__Tarefas obrigatórias__.
• a. Reescreva o trecho do relato de memórias que começa nas palavras "E a coisa era" e termina depois de "vergonha, em baile.", trocando "dançar" por "bailar".
• b. Quais são todas as palavras ou expressões que aparecem entre aspas simples no relato de memórias?
• c. Continue o relato de memórias a partir do ponto em que ele termina.

E a coisa era até humilhante, pois Você procurava aquela moça para dançar, e ela desconversava. Dizia que já estrava cansada, já tinha dançado bastante. Grande desculpa! Eu sabia que é porque eu não era o par ideal. Era ‘um perna dura’, ou seja, não sabia dançar. Muitas eram cruéis. Não queriam nem saber de sua decepção. E assim eu ia, aos tranco e barrancos, tentando aprender a dançar. Não desistia. E de festa em festa, principalmente em festas escolares, quando a cidade se enchia de moças e rapazes que estudavam fora, as possibilidades de dançar aumentavam. E, dessa forma, aprendi alguma coisa. Não digo que sou um exímio dançarino, mas dá para satisfazer o meu ego. Acho que cheguei ao estágio de não passar vergonha, em baile.
‘O Currupio’ – Essa brincadeira era muito usual na meninada daquela época. Tanto os meninos, quanto as meninas.
Aquele brinquedo era constituído de uma esfera, geralmente de casco de cabaça, de aproximadamente 6 cm de diâmetro. Não tinha dimensão definida, para ficar mais ‘bonitinho’ era todo ‘denteado’. No centro, tinha dois furos por onde era introduzido um cordão duplo, de tamanho aproximado de 15 a 20 cm. Esse cordão duplo era colocado nos dedos polegar e indicador e flexionando com ambas as mãos, aquela esfera girava, alternadamente, da direita para a esquerda, e da esquerda para a direita. A velocidade com que a gente girava o ‘currupio’, fazia com que fosse visto como algo transparente. E cada um tinha o seu. Não era jogo de competição. Podia-se brincar até individualmente. E com aquela brincadeira, demonstrava-se que éramos felizes. Criança que brinca é criança feliz! Adolescente, também! Apesar de já trabalharmos em casa, naquela idade – dos 11 anos em diante – estudávamos e brincávamos, tipo um zunido, cada vez que rodava para a frente, e quanto voltava para trás.

__Dados fornecidos__.
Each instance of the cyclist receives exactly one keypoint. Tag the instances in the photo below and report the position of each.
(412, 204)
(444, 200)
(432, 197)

__Respostas__.
• a.
E a coisa era até humilhante, pois Você procurava aquela moça para bailar, e ela desconversava. Dizia que já estrava cansada, já tinha dançado bastante. Grande desculpa! Eu sabia que é porque eu não era o par ideal. Era ‘um perna dura’, ou seja, não sabia bailar. Muitas eram cruéis. Não queriam nem saber de sua decepção. E assim eu ia, aos tranco e barrancos, tentando aprender a bailar. Não desistia. E de festa em festa, principalmente em festas escolares, quando a cidade se enchia de moças e rapazes que estudavam fora, as possibilidades de bailar aumentavam. E, dessa forma, aprendi alguma coisa. Não digo que sou um exímio bailarino, mas dá para satisfazer o meu ego. Acho que cheguei ao estágio de não passar vergonha, em baile.

• b. um perna dura; O Currupio; bonitinho; denteado; currupio

• c.
‘Barqinhos de talo de Buriti’ – Falar de tantos brinquedos e não falar dos ‘barquinhos de talo de buriti’, a gente que era ribeirinho, e de um belo rio – o Rio Araguaia – seria desprezar uma das diversões mais típicas daquela região. Eu não tinha muito pendor para trabalhos manuais. Consequentemente, não era grande fabricante daquelas embarcações. Tinha colegas com mais facilidade. Os barcos eram réplicas das embarcações que por ali aportavam. Eram os barcos de popa, – aqueles cujos motores eram instalados na parte trazeira, os médios, e os barcos de centro, que eram muito maiores. Aqueles com motores instalados no centro da embarcação tinham até chaminé.
Os talos de buriti eram descascados, e aquela casca servia para o fabrico dos pregos, ou seja, todo o material empregado era só o talo de buriti. E nós íamos ao rio e, com um cordão amarrado à proa, puxávamos aquelas embarcações que produziam uma enorme onda. O carregamento daquelas embarcações era constituído de pedras. Fazia-se a carga compatível com a sua capacidade. E ficávamos muito tempo, principalmente na época das secas e naqueles baixios próximos às praias, navegando com aquelas bonitas e bem feitas embarcações. Algumas tinham até nome. E quando estávamos brincando com aqueles barquinhos,aproveitávamos para nos refrescar naquela água corrente, pois andávamos sempre preparados para o banho, vivíamos, via de regra, de calções, que se enxugavam no nosso próprio corpo. E, não raras vezes, estávamos sem camisa. Tínhamos uma pele bronzeada pelo Sol, para não dizer queimada e encardida pela constante exposição ao Sol e à temperatura escaldante. Mas aquela vida, para nós, era muito normal.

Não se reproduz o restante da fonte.